YOUR INSTRUCTIONS:
Quote the data verbatim, starting at its first line and ending at the line that contains "49 181 L 91", including both of those lines.

RECORDS SUPPLIED:
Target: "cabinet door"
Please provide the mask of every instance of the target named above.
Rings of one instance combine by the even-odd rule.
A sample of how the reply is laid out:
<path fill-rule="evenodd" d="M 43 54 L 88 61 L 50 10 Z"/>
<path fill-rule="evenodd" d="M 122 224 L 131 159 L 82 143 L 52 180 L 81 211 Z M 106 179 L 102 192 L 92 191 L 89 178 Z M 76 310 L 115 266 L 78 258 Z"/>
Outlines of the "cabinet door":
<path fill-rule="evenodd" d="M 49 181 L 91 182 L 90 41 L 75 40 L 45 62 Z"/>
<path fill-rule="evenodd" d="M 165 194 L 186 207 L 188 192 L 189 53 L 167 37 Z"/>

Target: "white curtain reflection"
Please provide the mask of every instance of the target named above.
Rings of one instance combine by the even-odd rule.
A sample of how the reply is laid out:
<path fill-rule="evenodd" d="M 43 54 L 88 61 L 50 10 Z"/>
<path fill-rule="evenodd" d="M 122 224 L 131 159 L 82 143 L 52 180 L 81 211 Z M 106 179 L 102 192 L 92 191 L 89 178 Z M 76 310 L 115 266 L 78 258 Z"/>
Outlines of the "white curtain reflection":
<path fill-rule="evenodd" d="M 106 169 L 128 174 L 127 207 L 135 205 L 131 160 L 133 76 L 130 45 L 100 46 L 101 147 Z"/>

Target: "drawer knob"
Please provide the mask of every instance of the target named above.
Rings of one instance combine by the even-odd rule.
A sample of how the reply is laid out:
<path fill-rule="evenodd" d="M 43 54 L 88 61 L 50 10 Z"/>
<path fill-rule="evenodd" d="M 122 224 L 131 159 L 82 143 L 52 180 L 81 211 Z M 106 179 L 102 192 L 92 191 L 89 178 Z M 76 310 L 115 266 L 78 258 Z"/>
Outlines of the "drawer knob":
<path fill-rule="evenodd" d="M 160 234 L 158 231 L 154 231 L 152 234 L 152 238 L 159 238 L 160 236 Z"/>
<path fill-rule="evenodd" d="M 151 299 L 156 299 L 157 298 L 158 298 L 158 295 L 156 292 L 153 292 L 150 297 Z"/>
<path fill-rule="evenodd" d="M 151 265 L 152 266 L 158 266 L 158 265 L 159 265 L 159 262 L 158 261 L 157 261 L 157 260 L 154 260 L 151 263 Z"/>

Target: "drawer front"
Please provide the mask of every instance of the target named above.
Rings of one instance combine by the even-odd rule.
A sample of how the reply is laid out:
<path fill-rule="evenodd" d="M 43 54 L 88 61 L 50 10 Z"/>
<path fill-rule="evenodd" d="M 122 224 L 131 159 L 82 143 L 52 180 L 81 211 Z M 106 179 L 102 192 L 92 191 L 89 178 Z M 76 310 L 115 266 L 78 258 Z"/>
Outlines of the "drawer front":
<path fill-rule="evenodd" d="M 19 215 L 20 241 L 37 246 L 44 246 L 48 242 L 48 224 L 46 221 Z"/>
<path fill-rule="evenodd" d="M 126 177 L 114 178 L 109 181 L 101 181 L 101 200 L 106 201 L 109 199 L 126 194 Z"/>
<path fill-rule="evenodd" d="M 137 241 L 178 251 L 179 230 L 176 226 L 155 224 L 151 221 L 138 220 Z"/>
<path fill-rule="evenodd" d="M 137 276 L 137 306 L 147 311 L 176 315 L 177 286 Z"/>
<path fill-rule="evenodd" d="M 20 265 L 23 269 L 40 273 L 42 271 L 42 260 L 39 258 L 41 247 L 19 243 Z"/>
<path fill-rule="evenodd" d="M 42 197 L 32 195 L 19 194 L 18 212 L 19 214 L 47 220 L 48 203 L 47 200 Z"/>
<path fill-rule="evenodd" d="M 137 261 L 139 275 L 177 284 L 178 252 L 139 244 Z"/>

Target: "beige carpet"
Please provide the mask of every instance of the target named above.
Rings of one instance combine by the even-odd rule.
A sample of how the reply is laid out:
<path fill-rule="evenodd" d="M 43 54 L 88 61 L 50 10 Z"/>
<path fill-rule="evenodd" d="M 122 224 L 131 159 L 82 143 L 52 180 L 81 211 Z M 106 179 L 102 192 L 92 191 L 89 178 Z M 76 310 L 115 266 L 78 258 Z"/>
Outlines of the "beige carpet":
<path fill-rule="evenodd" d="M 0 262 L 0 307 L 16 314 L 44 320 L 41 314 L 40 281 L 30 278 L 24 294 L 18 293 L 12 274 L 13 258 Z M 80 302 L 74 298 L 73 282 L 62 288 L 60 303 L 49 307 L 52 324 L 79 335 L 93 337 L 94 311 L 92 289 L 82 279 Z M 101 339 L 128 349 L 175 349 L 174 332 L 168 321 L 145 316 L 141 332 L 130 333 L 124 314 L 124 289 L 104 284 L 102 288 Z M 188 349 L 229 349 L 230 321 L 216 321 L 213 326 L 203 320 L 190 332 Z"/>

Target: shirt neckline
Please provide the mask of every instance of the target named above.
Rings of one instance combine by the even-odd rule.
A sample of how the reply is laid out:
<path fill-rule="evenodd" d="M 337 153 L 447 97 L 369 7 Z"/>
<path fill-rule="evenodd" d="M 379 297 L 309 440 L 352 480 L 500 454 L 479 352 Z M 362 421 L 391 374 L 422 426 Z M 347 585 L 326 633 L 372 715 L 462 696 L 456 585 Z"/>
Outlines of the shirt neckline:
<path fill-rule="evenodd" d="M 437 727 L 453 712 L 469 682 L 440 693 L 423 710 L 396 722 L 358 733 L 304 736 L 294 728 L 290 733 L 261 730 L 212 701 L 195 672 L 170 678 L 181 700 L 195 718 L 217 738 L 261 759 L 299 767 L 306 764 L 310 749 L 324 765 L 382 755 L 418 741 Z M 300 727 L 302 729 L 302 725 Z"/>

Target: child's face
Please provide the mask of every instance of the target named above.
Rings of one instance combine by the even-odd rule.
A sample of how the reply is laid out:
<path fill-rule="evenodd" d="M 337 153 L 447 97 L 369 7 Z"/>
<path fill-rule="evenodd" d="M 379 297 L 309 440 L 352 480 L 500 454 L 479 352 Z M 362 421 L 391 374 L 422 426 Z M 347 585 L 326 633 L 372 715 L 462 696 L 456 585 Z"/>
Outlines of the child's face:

RESULT OF THE TASK:
Target: "cabinet door"
Please provide the mask of every instance of the target named above.
Rings of one instance combine by the even-odd rule.
A sample of how the reply is laid out:
<path fill-rule="evenodd" d="M 43 54 L 88 61 L 50 10 Z"/>
<path fill-rule="evenodd" d="M 122 224 L 131 159 L 82 143 L 52 180 L 81 211 Z M 106 179 L 102 192 L 92 191 L 89 178 Z M 76 310 L 115 266 L 78 258 Z"/>
Outlines of the "cabinet door":
<path fill-rule="evenodd" d="M 49 181 L 91 182 L 90 41 L 75 40 L 45 62 Z"/>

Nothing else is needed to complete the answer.